◆ **Tasks and exercises**
1) In the post about splitting a pandas dataframe across processors:
(a) About how many rows does the dataframe hold?
(b) How many rows does each chunk contain?
(c) How many processes is the pool created with?
2) Continue the post about splitting a pandas dataframe across processors from where it stops.

◆ **Passage provided**
★ ★ ★

0

i have a pandas dataframe which consists of approximately 1M rows , it contains information entered by users. i wrote a function that validates if the number entered by the user is correct or not . what im trying to do, is to execute the function on multiple processors to overcome the issue of doing heavy computation on a single processor. what i did is i split my dataframe into multiple chunks where each chunk contains 50K rows and then used the python multiprocessor module to perform the processing on each chunk separately . the issue is that only the first process is starting and its still using one processor instead of distributing the load on all processors . here is the code i wrote :

 pool = multiprocessing.Pool(processes=16)
 r7 = pool.apply_async(validate.validate_phone_number, (has_phone_num_list[0],fields ,dictionary))
 r8 = pool.apply_async(validate.validate_phone_number, (has_phone_num_list[1],fields ,dictionary))
 print(r7.get())
 print(r8.get())
 pool.close()
 pool.join()

i have attached a screenshot that shows how the CPU usage when executing the above code enter image description here

any advice on how can i overcome this issue?

★ ★ ★

◆ **Data section**
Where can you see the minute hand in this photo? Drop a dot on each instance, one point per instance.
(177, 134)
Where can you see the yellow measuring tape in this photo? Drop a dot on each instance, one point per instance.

★ ★ ★

◆ **Responses for each task**
1)
(a) Approximately 1M rows.
(b) 50K rows.
(c) 16.

2)
2 Answers2

0

I suggest you try this:

from concurrent.futures import ProcessPoolExecutor

with ProcessPoolExecutor() as executor:
    params = [(pnl, fields, dictionary) for pnl in has_phone_num_list]
    for result in executor.map(validate.validate_phone_number, params):
        pass # process results here

By constructing the ProcessPoolExecutor with no parameters, most of your CPUs will be fully utilised. This is a very portable approach because there's no explicit assumption about the number of CPUs available. You could, of course, construct with max_workers=N where N is a low number to ensure that a minimal number of CPUs are used concurrently. You might do that if you're not too concerned about how long the overall process is going to take.

DarkKnight
  • 19,739
  • 3
  • 6
  • 22
0

As suggested in this answer, you can use pandarallel for using Pandas' apply function in parallel. Unfortunately as I cannot try your code I am not able to find the problem. Did you try to use less processors (like 8 instead of 16)?

Note that in some cases the parallelization doesn't work.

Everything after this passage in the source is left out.